Exercise set -
**A)** From the article below on having fun while sober, return the stretch from "Learning to have fun while" through "and alcohol rehab.", copied word for word.
**B)** According to the article below on having fun while sober, what replaces most of the "fun" of substance use once a person goes through drug and alcohol rehab?

Exercise passage -
The myth that sobriety is boring is precisely that: a myth. With time, your very definition of fun changes, with the fleeting, risky highs associated with addiction giving way to deeper and more long-lasting joys.

Drug and alcohol rehab

Learning to embrace life sober involves hard work, but it is hard work that pays off.

While the concept of fun may sound like a secondary concern compared to the changes involved with achieving and maintaining sobriety, it is critically important. When a person does not learn how to enjoy life without his or her substance of choice, then the chances of remaining sober long-term are limited. Learning to have fun without the need for addictive behavior should be an important goal if you are newly sober. Here are some thoughts on having fun while remaining sober.

Contemplate How Much “Fun” It Actually Was When You Were Not Sober

You may have some riveting stories that took place when you were not sober. Maybe you have been told stories about things you did that sound impressive or hilarious, but do you even remember them? There is a pervasive cultural fantasy that alcohol (or other substances) make situations enjoyable, and that they are a sure cure for boredom. Much of that, however, is plain marketing and advertising. Once you go through drug and alcohol rehab, chances are that most of the “fun” of substance use has gone away, replaced by regrets, ruptured relationships, and legal problems.

Be Present for Relationships and Activities You Value

Learning to have fun while sober requires essentially the opposite of the escapist behavior of drinking or using drugs. Fun while sober means being fully present for the people and activities that are valuable to you, and this can be scary for you. You can adopt new hobbies in sobriety, sometimes with the help of sober networks. You may return to activities you enjoyed before your substance abuse problem led you to drug and alcohol rehab.

Data shown -
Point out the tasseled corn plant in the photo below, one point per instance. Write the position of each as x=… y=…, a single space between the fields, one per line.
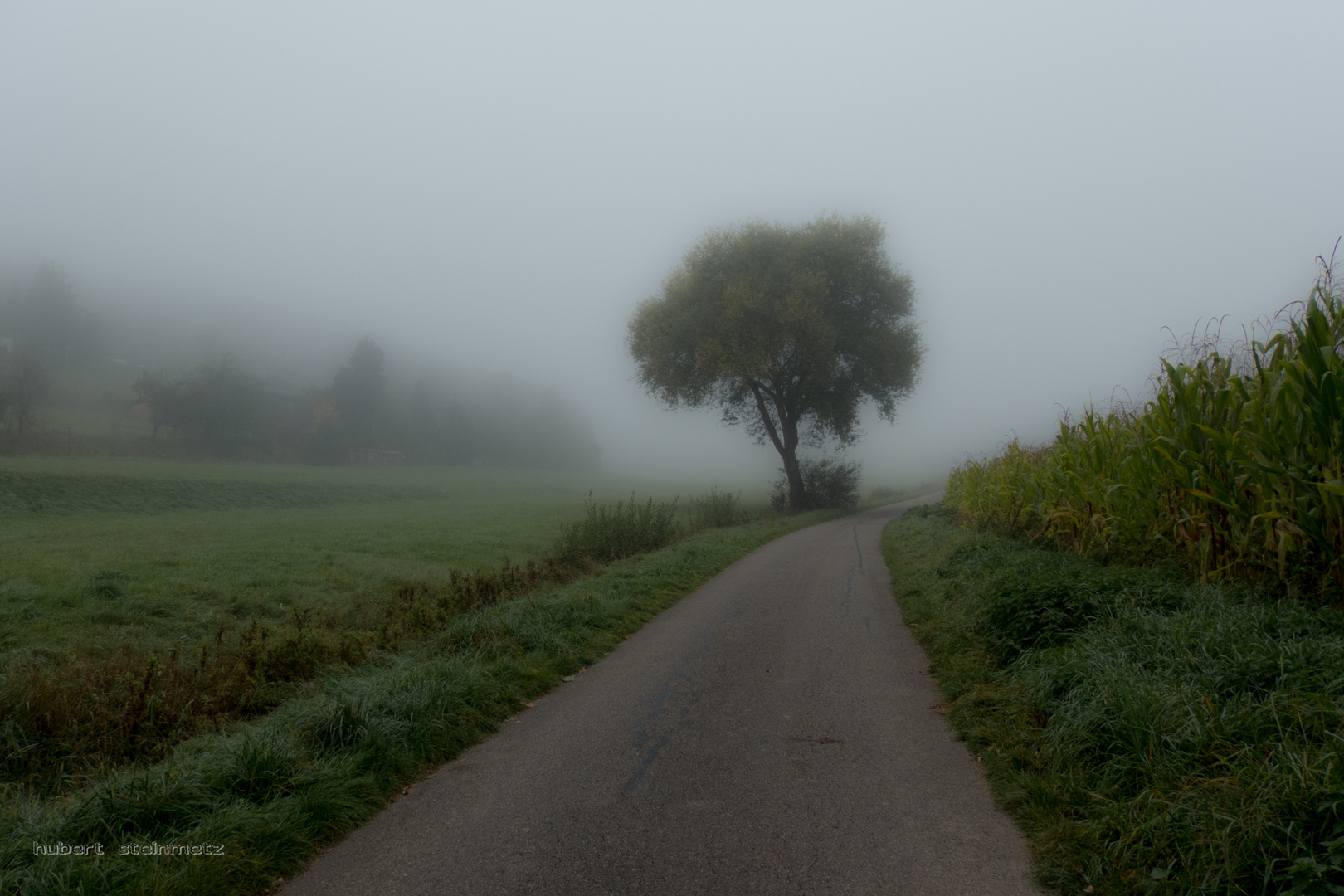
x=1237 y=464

Replies -
**A)**
Learning to have fun while sober requires essentially the opposite of the escapist behavior of drinking or using drugs. Fun while sober means being fully present for the people and activities that are valuable to you, and this can be scary for you. You can adopt new hobbies in sobriety, sometimes with the help of sober networks. You may return to activities you enjoyed before your substance abuse problem led you to drug and alcohol rehab.

**B)** Regrets, ruptured relationships, and legal problems.